**Aufgabe 1**: Gib die folgenden Zeilen der Einträge unverändert wieder: Fang bei der Zeile an, in der „Where can you spot the front alloy“ steht, und hör nach der Zeile auf, in der „column 1080, row 739“ steht.

**Textauszug**:
======
# Laufrichtung umkehren bei Windows MovieMaker



## schalinski (27. Februar 2005)

Hallo,
 weiß zufällig jemand ob und wenn ja wie man beim Windows Movie Maker die Laufrichtung von clips umkehren kann,diese also rückwärts laufen lassen kann
 Bin ein absoluter anfänger und wäre somit um Hilfe echt dankbar

 Johannes


----------



## goela (28. Februar 2005)

Kann Dir nicht direkt weiterhelfen, aber hier findest Du einige Info zum Thema!


----------



## Nico (1. März 2005)

Mit diesem Tool geht es.


----------



## Hydrawolf (24. Februar 2010)

Is ja ne super hilfe, auf eine T-com Seite zu verlinken.


----------



## darkframe (25. Februar 2010)

Hydrawolf hat gesagt.:


> Is ja ne super hilfe, auf eine T-com Seite zu verlinken.


... und eine noch bessere Idee, sich darüber aufzuregen, dass ein 5 Jahre alter Link nicht mehr stimmt ...


----------



## janoc (3. März 2010)

immerhin wurde offensichtlich die Suchfunktion benutzt.


----------
======
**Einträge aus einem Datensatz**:
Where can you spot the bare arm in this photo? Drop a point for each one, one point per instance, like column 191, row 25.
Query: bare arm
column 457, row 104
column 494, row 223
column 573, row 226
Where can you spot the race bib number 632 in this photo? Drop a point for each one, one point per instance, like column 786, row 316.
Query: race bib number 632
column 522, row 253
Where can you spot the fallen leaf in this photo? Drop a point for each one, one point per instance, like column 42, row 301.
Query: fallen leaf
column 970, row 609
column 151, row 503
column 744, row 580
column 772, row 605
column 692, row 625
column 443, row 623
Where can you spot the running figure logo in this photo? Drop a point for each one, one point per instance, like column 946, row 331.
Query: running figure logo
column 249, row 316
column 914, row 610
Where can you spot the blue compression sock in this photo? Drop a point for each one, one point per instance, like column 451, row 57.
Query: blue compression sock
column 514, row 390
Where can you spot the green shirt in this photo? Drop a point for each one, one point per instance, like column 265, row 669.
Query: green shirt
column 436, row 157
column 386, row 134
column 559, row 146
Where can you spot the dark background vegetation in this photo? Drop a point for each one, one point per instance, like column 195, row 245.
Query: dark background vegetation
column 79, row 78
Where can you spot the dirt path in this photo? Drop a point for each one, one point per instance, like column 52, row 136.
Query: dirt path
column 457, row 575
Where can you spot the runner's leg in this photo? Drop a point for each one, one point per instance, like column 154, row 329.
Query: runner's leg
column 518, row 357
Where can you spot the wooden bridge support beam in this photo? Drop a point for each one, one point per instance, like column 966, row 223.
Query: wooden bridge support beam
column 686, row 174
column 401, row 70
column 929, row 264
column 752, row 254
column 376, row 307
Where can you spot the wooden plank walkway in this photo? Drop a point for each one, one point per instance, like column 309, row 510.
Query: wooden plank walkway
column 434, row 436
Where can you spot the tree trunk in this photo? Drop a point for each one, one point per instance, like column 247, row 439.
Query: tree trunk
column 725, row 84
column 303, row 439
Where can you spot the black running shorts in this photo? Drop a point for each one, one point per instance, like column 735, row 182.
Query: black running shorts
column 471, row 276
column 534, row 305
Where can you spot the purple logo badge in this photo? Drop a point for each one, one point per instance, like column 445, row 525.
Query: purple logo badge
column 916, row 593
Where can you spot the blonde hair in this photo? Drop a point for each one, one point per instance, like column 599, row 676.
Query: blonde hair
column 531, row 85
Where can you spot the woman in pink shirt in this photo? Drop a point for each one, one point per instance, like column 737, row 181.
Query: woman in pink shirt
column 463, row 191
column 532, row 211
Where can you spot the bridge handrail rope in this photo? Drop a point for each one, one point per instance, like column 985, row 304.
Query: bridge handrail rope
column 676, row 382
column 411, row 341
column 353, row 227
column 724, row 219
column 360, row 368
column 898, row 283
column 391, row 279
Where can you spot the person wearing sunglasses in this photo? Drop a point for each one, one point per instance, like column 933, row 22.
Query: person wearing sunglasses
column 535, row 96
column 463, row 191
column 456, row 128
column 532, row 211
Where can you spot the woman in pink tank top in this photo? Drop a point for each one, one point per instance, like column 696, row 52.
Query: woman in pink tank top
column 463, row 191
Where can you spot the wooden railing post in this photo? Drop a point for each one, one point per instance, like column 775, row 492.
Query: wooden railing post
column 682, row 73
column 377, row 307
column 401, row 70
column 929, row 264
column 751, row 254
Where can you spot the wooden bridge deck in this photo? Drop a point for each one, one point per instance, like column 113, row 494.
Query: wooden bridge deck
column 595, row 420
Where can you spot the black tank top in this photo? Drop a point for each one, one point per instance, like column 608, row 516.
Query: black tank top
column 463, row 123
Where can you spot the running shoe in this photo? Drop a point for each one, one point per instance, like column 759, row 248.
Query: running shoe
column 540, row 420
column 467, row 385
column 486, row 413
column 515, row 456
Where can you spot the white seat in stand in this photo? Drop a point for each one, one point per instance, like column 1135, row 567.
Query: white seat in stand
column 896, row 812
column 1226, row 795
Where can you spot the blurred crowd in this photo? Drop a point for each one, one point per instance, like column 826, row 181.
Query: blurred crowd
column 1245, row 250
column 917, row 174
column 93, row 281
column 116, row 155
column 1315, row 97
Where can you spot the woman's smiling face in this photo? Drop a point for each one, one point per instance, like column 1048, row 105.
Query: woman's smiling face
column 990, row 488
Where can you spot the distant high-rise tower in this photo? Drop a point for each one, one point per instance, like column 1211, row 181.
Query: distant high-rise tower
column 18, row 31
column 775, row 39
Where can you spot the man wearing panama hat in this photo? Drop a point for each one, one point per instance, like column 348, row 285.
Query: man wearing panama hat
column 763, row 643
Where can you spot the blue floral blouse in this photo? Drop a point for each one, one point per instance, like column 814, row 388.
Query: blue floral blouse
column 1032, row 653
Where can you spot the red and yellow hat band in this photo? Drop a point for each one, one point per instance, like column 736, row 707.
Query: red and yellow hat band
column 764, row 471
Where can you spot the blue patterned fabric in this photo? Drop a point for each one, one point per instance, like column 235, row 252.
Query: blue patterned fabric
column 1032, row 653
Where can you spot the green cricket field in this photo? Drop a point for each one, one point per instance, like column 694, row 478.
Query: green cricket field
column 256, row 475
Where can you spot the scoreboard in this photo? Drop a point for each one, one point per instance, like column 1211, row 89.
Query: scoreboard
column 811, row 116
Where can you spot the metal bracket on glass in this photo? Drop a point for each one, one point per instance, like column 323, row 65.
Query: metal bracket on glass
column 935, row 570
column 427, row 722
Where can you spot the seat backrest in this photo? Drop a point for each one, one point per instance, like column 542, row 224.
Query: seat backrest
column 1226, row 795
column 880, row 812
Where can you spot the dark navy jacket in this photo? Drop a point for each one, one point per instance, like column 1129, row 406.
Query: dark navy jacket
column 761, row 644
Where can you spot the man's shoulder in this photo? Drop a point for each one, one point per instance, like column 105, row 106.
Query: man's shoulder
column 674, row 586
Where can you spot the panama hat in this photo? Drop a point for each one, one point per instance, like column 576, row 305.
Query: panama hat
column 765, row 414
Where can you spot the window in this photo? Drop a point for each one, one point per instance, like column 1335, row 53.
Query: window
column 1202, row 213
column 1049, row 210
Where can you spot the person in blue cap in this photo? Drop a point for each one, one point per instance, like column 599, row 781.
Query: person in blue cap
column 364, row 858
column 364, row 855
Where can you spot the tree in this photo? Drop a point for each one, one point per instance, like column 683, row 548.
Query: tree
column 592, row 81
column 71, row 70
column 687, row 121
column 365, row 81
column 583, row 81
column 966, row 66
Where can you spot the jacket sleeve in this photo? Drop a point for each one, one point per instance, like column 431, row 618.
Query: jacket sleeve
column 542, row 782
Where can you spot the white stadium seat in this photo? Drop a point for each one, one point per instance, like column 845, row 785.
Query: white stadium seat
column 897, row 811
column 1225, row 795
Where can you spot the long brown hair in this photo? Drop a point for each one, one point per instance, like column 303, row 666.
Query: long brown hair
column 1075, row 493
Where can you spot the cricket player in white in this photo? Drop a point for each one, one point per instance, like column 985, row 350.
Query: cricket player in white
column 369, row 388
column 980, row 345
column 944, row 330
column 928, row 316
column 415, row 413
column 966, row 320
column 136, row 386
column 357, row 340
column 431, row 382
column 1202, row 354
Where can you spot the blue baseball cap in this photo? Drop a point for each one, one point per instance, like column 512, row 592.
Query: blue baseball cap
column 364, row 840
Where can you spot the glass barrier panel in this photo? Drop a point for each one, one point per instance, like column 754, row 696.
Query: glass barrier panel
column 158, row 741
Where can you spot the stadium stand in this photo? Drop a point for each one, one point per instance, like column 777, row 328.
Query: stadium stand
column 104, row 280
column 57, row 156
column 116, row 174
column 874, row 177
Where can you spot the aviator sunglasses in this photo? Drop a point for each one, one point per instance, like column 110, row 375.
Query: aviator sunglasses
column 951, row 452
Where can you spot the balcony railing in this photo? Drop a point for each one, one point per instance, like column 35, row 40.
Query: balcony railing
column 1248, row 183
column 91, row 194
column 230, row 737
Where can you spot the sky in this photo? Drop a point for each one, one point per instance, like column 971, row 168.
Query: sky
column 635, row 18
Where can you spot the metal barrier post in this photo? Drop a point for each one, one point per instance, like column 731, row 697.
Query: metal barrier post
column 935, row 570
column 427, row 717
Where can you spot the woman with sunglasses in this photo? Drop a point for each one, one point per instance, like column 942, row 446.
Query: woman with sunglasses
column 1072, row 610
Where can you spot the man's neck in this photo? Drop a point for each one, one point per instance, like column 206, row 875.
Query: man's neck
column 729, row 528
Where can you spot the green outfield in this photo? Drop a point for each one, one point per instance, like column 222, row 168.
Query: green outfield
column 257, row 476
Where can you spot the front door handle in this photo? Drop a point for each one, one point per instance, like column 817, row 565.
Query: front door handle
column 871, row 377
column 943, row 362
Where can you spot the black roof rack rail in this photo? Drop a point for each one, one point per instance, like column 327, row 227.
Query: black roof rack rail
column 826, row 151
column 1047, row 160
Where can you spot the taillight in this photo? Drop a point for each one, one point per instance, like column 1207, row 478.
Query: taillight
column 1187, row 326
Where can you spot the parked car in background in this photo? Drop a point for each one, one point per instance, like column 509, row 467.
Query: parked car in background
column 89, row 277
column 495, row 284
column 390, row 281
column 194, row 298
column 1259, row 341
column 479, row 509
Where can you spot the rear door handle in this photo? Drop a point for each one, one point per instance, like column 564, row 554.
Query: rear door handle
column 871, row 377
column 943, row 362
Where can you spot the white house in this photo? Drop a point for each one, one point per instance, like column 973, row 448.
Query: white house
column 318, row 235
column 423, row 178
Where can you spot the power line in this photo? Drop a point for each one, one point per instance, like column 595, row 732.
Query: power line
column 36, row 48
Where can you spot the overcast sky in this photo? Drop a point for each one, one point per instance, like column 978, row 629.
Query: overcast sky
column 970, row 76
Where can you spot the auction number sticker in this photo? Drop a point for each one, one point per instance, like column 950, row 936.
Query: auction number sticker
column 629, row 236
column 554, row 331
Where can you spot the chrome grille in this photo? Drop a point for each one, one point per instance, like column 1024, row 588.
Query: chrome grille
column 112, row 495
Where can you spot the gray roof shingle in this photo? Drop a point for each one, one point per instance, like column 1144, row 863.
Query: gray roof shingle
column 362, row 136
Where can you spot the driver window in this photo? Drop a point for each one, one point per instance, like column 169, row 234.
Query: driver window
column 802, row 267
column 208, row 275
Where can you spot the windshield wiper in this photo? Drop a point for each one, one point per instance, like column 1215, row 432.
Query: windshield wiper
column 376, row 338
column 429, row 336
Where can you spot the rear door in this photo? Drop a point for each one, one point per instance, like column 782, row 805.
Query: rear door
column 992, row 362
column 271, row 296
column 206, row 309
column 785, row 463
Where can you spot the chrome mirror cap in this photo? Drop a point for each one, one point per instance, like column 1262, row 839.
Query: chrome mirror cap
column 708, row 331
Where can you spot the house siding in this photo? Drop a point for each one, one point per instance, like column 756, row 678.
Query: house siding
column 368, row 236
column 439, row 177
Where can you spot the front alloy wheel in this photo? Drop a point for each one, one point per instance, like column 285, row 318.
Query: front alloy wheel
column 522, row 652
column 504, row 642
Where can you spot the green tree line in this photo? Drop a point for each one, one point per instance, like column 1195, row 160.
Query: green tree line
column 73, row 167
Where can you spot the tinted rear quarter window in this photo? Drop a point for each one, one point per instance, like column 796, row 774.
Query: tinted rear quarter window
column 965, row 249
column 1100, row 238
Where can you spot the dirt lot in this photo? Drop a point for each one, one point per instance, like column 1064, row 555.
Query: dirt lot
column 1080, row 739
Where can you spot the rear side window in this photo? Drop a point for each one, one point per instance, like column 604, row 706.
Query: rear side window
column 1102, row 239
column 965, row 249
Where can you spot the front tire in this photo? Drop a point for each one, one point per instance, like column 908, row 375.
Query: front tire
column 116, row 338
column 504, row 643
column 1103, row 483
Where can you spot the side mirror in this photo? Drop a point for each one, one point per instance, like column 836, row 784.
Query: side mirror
======
**Aufgabe 2**:
Prüfe anhand des Textauszugs, ob diese Aussagen stimmen. Antworte jeweils mit Ja oder Nein und zitiere die entscheidenden Worte.
(a) Johannes sagt von sich, dass er ein absoluter Anfänger ist.
(b) Laut darkframe ist der Link fünf Jahre alt.
(c) goela kann Johannes direkt weiterhelfen.

**Lösung 1**:
Where can you spot the front alloy wheel in this photo? Drop a point for each one, one point per instance, like column 285, row 318.
Query: front alloy wheel
column 522, row 652
column 504, row 642
Where can you spot the green tree line in this photo? Drop a point for each one, one point per instance, like column 1195, row 160.
Query: green tree line
column 73, row 167
Where can you spot the tinted rear quarter window in this photo? Drop a point for each one, one point per instance, like column 796, row 774.
Query: tinted rear quarter window
column 965, row 249
column 1100, row 238
Where can you spot the dirt lot in this photo? Drop a point for each one, one point per instance, like column 1064, row 555.
Query: dirt lot
column 1080, row 739

**Lösung 2**:
(a) Ja: „Bin ein absoluter anfänger“
(b) Ja: „dass ein 5 Jahre alter Link nicht mehr stimmt“
(c) Nein: „Kann Dir nicht direkt weiterhelfen“